►
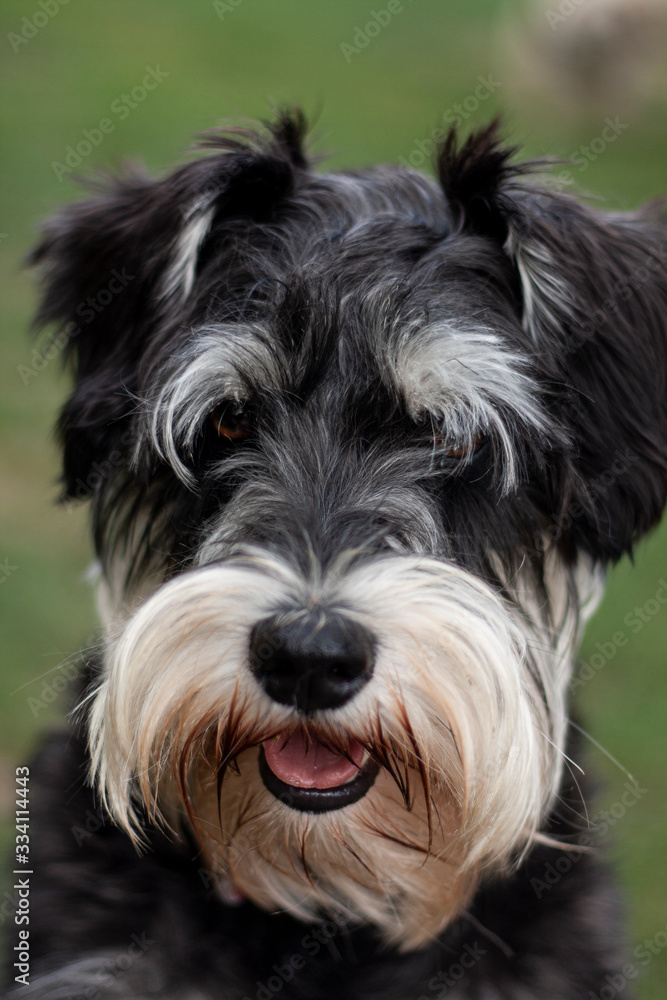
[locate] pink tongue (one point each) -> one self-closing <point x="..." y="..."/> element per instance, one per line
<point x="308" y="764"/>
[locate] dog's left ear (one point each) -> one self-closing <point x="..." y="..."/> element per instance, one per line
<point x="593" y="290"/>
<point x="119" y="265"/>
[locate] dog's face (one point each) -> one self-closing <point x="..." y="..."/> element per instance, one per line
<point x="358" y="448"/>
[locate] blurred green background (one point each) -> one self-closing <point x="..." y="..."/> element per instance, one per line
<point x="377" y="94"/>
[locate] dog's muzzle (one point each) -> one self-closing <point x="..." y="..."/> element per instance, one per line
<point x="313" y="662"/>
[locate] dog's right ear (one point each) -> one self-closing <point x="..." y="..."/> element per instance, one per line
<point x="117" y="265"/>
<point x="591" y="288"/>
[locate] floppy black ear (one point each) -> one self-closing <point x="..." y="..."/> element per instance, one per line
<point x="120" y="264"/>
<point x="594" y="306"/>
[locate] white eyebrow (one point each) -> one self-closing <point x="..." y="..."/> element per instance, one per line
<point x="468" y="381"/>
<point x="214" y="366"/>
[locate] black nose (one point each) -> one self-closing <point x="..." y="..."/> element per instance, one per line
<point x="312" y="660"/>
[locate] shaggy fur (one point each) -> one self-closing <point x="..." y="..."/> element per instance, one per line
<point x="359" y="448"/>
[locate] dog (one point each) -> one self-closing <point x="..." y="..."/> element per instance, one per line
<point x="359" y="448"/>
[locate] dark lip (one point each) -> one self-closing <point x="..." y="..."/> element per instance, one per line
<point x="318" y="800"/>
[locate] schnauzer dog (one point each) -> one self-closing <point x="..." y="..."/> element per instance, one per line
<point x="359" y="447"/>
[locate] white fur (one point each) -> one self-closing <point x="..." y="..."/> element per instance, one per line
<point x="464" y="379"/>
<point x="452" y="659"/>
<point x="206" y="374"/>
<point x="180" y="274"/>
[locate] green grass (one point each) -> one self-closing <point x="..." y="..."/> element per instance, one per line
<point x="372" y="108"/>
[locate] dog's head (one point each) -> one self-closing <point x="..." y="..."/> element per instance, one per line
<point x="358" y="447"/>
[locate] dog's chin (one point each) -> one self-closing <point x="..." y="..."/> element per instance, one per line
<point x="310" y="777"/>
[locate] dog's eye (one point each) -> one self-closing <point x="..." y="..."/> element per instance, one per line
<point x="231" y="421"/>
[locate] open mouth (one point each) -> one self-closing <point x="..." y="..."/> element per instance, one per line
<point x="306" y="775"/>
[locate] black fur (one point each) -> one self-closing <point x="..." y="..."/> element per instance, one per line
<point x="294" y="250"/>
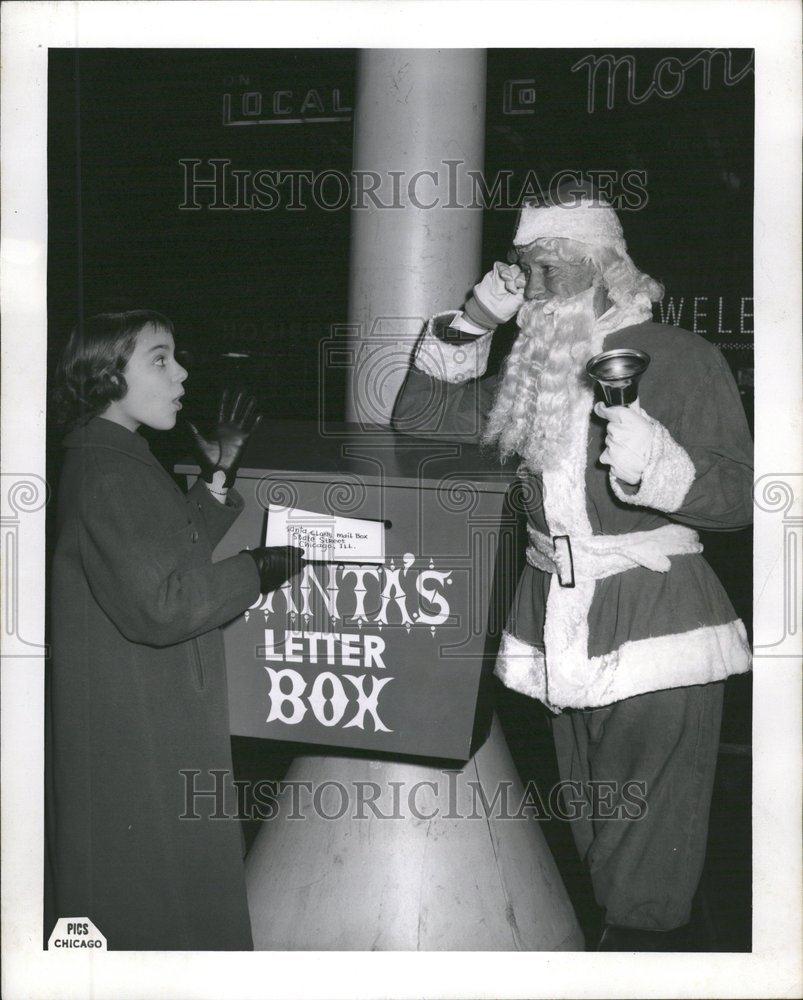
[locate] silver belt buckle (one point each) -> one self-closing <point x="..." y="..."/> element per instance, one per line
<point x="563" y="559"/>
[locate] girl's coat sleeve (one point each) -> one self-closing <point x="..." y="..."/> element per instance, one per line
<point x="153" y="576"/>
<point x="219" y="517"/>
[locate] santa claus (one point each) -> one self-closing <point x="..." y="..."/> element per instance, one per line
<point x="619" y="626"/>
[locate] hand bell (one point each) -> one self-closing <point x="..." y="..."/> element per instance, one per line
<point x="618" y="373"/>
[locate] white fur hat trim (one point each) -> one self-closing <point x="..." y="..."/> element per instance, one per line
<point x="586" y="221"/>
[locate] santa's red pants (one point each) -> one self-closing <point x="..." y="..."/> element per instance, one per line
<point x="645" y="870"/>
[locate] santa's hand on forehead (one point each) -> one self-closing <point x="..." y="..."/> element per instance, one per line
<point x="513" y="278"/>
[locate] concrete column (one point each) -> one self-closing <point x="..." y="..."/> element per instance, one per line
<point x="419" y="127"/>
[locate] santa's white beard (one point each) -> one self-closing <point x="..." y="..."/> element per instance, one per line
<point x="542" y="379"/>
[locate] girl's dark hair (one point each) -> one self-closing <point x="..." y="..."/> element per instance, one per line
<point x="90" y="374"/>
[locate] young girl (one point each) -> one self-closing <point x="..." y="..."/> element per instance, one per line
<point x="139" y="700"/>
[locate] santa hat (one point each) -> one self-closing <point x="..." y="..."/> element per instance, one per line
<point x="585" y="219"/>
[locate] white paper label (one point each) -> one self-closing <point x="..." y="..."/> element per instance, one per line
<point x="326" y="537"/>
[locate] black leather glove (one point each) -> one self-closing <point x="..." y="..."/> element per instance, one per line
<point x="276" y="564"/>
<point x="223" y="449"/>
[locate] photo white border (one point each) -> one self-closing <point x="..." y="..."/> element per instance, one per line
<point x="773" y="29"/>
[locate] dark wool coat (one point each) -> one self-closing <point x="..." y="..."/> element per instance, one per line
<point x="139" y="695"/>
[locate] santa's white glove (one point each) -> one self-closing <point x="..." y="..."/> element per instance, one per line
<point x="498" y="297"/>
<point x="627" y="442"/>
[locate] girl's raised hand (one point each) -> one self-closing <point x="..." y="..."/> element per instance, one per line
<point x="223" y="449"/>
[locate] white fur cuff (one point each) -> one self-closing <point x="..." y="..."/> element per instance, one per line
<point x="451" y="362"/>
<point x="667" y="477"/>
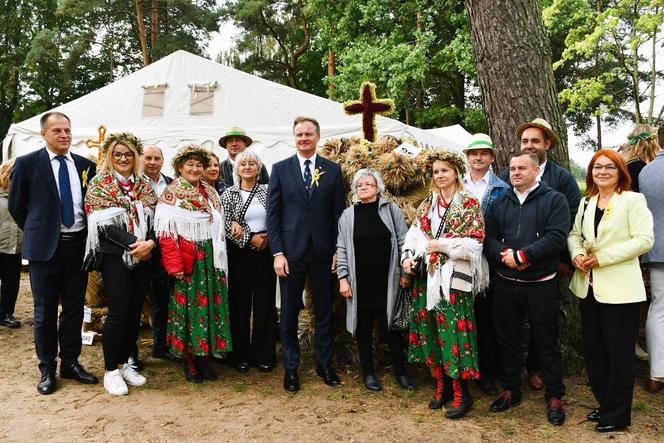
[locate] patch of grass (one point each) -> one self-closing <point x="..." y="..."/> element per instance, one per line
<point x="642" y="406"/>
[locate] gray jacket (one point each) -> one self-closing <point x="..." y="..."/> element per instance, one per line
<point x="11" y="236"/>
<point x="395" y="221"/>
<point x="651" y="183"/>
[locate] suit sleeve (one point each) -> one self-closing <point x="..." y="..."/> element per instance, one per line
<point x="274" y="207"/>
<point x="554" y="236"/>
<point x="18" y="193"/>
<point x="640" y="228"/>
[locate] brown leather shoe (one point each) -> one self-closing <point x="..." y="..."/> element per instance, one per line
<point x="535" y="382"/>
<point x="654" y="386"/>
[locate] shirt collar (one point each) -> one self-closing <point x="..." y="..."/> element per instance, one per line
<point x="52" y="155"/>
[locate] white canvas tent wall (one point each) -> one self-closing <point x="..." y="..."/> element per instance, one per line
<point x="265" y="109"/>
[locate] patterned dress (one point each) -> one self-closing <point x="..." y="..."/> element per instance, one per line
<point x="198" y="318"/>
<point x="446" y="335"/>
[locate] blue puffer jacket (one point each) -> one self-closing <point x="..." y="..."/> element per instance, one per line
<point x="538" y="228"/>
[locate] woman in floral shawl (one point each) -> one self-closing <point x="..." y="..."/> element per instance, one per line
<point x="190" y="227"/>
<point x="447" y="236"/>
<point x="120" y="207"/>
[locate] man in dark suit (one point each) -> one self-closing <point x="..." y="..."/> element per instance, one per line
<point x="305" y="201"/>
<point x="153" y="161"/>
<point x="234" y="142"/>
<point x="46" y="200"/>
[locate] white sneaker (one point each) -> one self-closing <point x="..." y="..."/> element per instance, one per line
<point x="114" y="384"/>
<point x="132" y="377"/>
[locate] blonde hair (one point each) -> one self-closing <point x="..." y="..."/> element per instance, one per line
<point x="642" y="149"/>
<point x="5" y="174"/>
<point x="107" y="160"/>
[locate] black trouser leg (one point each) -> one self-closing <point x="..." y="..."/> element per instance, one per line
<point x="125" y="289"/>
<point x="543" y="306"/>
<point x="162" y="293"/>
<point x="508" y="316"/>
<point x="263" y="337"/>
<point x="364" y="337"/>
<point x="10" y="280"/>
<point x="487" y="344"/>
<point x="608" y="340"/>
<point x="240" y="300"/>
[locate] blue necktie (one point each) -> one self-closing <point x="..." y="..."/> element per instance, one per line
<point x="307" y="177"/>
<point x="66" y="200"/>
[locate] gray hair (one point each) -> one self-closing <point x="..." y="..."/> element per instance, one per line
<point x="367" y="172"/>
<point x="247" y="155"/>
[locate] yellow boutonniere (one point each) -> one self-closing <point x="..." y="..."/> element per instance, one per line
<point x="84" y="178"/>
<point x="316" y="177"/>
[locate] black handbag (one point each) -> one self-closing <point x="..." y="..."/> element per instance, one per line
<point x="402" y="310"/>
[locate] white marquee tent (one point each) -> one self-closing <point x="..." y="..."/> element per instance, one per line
◄
►
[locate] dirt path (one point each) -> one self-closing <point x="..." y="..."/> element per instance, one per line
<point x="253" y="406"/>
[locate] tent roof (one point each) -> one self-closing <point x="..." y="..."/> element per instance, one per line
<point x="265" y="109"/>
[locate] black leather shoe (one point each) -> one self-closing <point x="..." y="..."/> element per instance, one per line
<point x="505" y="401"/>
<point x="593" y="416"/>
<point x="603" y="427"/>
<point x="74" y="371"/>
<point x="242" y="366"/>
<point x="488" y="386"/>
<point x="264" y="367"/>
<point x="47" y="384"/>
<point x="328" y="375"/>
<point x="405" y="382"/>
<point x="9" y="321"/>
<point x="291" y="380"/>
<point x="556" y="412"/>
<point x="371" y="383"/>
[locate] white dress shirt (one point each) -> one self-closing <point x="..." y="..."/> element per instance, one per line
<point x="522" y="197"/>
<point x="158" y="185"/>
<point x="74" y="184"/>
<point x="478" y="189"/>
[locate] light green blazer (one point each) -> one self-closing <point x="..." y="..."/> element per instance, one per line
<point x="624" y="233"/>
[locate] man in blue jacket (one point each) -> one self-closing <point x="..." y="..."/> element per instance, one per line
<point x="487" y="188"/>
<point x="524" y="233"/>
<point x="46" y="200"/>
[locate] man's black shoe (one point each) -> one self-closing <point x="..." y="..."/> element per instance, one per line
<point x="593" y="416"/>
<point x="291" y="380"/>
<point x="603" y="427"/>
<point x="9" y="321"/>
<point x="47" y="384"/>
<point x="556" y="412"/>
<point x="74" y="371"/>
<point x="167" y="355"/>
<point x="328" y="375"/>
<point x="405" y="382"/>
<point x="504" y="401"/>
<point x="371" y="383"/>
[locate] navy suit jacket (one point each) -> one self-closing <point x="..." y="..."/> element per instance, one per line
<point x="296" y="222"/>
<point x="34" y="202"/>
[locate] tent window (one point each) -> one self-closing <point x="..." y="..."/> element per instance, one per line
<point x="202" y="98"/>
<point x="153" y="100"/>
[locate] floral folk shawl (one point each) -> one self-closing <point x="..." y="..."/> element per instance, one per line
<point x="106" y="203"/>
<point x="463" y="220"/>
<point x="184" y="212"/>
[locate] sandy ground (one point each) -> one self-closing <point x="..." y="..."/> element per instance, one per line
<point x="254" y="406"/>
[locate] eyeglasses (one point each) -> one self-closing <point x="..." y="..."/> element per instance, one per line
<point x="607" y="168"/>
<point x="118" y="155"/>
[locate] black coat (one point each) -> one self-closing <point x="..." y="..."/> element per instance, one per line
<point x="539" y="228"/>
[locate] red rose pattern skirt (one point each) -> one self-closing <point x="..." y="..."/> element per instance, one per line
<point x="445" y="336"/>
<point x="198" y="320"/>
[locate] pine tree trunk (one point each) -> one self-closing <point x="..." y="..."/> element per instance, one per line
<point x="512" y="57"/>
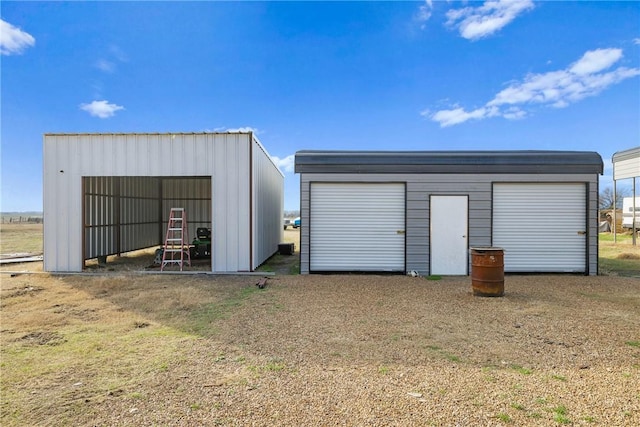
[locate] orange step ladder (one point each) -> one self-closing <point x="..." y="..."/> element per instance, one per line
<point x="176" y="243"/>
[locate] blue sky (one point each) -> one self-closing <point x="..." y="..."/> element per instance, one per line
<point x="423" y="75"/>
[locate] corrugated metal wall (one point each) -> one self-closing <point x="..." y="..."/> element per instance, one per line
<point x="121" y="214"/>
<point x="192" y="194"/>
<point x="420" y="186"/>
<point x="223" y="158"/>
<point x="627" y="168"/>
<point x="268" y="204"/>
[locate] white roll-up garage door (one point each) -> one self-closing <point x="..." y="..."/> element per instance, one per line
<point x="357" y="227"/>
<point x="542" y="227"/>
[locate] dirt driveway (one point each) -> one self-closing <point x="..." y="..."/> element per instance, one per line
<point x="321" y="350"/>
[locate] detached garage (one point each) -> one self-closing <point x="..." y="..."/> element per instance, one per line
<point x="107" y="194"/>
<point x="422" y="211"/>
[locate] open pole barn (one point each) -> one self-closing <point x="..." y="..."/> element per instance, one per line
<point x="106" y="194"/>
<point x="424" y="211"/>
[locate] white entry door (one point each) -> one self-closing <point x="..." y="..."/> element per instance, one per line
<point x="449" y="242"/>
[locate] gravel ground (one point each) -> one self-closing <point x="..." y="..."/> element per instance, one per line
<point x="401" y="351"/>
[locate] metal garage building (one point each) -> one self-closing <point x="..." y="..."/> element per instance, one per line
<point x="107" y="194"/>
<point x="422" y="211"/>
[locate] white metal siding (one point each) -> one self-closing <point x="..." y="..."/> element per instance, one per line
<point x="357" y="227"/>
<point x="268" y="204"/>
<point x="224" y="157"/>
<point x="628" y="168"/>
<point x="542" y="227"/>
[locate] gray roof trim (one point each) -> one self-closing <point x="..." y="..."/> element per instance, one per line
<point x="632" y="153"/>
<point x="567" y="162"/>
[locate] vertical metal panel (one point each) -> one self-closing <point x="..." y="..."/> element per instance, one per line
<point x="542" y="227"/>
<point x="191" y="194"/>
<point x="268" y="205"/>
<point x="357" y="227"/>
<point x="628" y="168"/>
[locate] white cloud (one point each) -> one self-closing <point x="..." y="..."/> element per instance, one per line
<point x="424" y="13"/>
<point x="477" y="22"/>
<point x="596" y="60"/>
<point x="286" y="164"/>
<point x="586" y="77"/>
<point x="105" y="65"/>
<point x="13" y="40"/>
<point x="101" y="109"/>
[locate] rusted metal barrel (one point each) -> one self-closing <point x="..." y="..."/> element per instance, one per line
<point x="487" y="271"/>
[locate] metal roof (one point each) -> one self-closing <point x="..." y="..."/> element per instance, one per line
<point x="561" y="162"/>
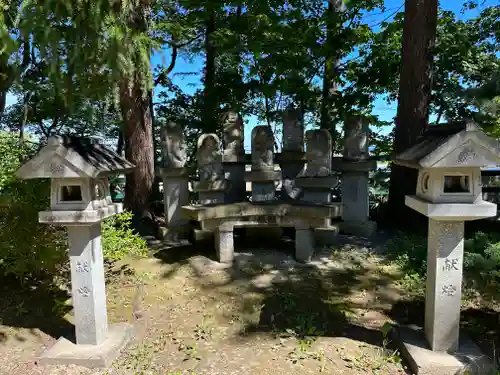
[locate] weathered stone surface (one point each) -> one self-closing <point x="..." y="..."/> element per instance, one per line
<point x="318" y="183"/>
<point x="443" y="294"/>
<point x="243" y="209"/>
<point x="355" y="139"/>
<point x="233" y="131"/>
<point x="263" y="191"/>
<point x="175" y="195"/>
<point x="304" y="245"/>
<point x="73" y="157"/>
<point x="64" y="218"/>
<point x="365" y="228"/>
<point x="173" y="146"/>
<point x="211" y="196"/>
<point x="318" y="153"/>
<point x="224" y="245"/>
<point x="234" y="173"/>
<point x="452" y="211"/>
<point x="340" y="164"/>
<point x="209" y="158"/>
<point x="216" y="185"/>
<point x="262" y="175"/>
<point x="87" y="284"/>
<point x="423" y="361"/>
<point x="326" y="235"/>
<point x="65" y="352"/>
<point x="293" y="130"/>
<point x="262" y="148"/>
◄
►
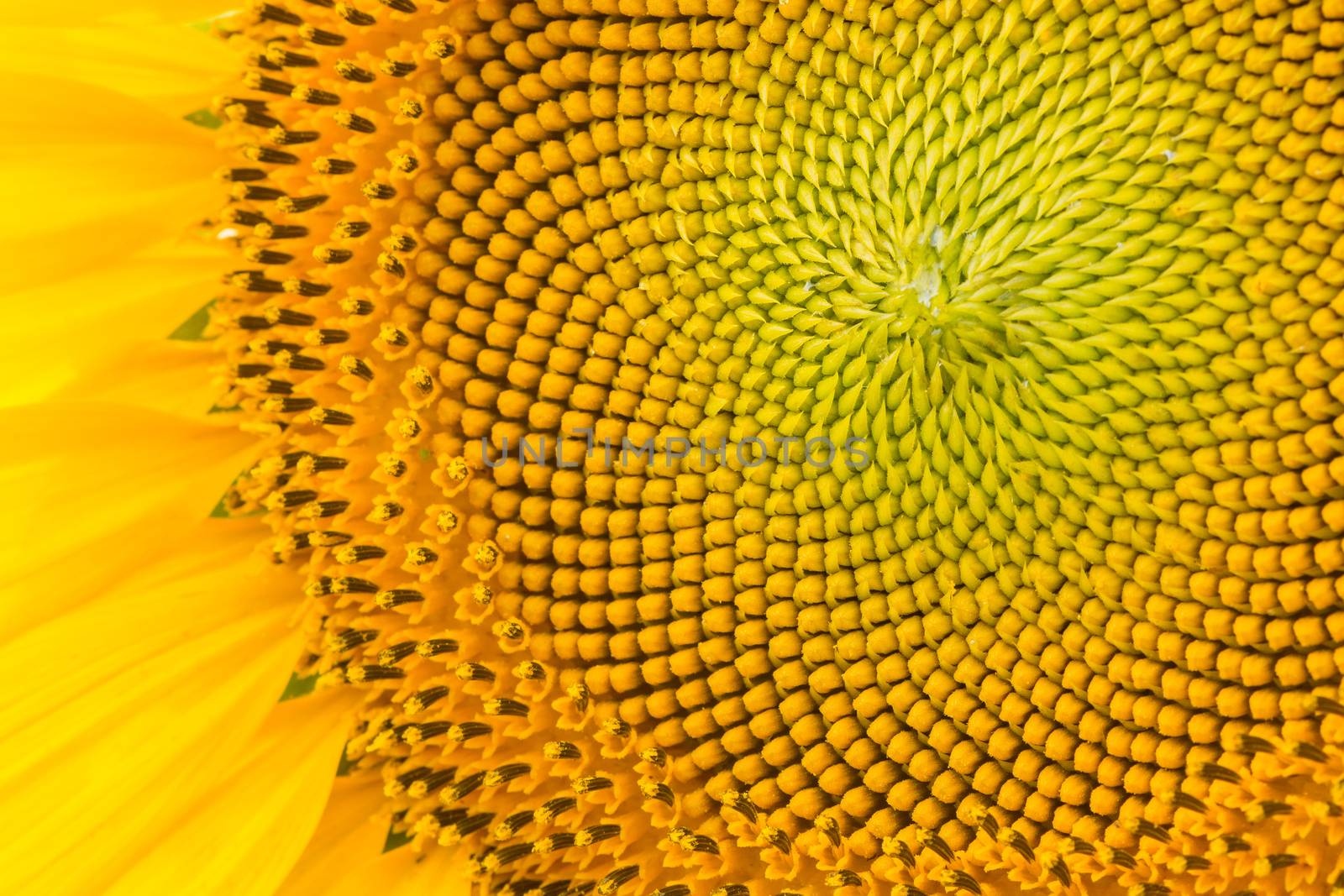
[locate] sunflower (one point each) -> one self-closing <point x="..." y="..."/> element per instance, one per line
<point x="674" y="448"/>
◄
What the task asks »
Transcribe, exactly and without additions, the lines of the records above, beginning with the line that contains "[locate] black handbag" and ending with the line that contains "[locate] white marquee", both included.

Answer space »
[locate] black handbag (one point each) -> one self-closing <point x="..." y="..."/> element per instance, one per line
<point x="402" y="310"/>
[locate] white marquee tent (one point each) -> one self-closing <point x="..." y="..."/> element per instance, one per line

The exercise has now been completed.